* **Testo selezionato**
────

Alla Viminalis si dirigeva il Vicus Patricius (oggi via Urbana), ossia un ramo dell’Argiletum, antica strada che connetteva il Foro alla Suburra (il suo tragitto è riconoscibile nella via Leonina). Il Vicus Patricius si distaccava dall’Argiletum per poi proseguire a nord-est dell’altura Cispio (la zona che si estende nei pressi Santa Maria Maggiore), propaggine dell’Esquilino.

 

Porta Esquilina

Giunti alla porta Esquilina terminava l’aggere serviano, chiudendo così la porzione perimetrale più debole della città. Come le porte Viminalis e Collina, essa apparteneva alla più antica fase di costruzione delle fortificazioni cittadine, quando Servio estese i confini della città.

 

A porta Esquilina terminava anche la principale via del popolatissimo quartiere della Suburra, il Clivus Suburanus, che – come il Vicus Patricius – si distaccava dall’Argiletum ma proseguiva il suo percorso a sud-est del Cispio. Ancora oggi è possibile determinare quale doveva essere l’andamento del Clivus Suburanus, essendo questo più o meno conforme alle attuali via in Selci e via di San Vito, nell’area urbana compresa tra piazza della Suburra e via Carlo Alberto. Al di fuori della porta avevano invece inizio le strade consolari Labicana e Prenestina, dirette a Labicum la prima e a Praeneste e Gabii la seconda.

────

Estratti del dataset sull'indicazione di oggetti:
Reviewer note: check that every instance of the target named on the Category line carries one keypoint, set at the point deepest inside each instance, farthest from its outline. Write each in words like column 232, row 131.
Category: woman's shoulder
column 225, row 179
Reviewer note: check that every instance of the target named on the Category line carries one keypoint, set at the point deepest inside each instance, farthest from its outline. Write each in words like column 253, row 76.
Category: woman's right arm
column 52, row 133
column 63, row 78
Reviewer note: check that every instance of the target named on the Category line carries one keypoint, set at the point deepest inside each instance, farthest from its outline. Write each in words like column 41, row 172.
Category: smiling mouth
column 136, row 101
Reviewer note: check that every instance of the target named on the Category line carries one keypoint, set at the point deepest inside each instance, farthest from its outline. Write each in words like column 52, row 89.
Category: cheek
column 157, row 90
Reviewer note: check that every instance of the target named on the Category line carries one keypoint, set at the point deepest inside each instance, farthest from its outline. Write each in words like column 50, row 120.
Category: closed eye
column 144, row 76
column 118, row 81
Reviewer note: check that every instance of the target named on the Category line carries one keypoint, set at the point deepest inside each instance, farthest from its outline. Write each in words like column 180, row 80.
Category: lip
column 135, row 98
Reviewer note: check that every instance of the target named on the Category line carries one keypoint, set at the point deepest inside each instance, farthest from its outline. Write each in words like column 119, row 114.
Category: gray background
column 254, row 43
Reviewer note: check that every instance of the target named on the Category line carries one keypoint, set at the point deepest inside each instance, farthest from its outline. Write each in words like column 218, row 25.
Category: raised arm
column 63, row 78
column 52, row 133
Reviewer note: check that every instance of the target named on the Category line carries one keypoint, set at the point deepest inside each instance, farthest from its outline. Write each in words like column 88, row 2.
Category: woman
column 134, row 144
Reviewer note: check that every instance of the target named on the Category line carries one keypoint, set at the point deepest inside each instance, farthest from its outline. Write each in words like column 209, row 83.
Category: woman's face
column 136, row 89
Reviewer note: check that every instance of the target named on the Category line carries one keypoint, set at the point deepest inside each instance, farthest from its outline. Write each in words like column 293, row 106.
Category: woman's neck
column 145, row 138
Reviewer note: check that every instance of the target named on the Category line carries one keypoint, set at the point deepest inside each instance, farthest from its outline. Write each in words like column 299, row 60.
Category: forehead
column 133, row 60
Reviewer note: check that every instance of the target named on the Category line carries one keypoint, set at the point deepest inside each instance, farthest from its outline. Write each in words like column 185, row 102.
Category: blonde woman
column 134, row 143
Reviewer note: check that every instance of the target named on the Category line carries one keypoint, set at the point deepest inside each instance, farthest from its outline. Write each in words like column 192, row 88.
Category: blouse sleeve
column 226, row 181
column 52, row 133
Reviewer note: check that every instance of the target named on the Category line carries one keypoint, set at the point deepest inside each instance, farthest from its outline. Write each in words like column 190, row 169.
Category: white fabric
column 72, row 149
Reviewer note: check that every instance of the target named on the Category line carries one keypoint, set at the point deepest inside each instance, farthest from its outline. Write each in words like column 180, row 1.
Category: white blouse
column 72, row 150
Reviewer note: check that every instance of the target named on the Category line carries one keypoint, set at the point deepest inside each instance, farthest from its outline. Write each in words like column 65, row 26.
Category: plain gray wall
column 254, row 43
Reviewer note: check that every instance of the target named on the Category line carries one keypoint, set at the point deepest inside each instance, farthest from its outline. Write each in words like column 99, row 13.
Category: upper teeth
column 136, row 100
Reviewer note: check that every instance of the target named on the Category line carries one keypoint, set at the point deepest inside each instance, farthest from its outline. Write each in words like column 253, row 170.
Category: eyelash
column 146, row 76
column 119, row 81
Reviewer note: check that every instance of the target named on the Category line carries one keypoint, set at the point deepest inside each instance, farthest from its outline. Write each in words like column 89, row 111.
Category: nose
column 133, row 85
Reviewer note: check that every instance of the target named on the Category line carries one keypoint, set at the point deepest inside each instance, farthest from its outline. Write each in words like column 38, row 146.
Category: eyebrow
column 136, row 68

────

* **Obiettivo dell'esercizio**
Nel testo sulla porta Esquilina, quali strade consolari avevano inizio al di fuori della porta? Per rispondere non occorre consultare i dati.

* **Risultato dell'esercizio**
La Labicana e la Prenestina.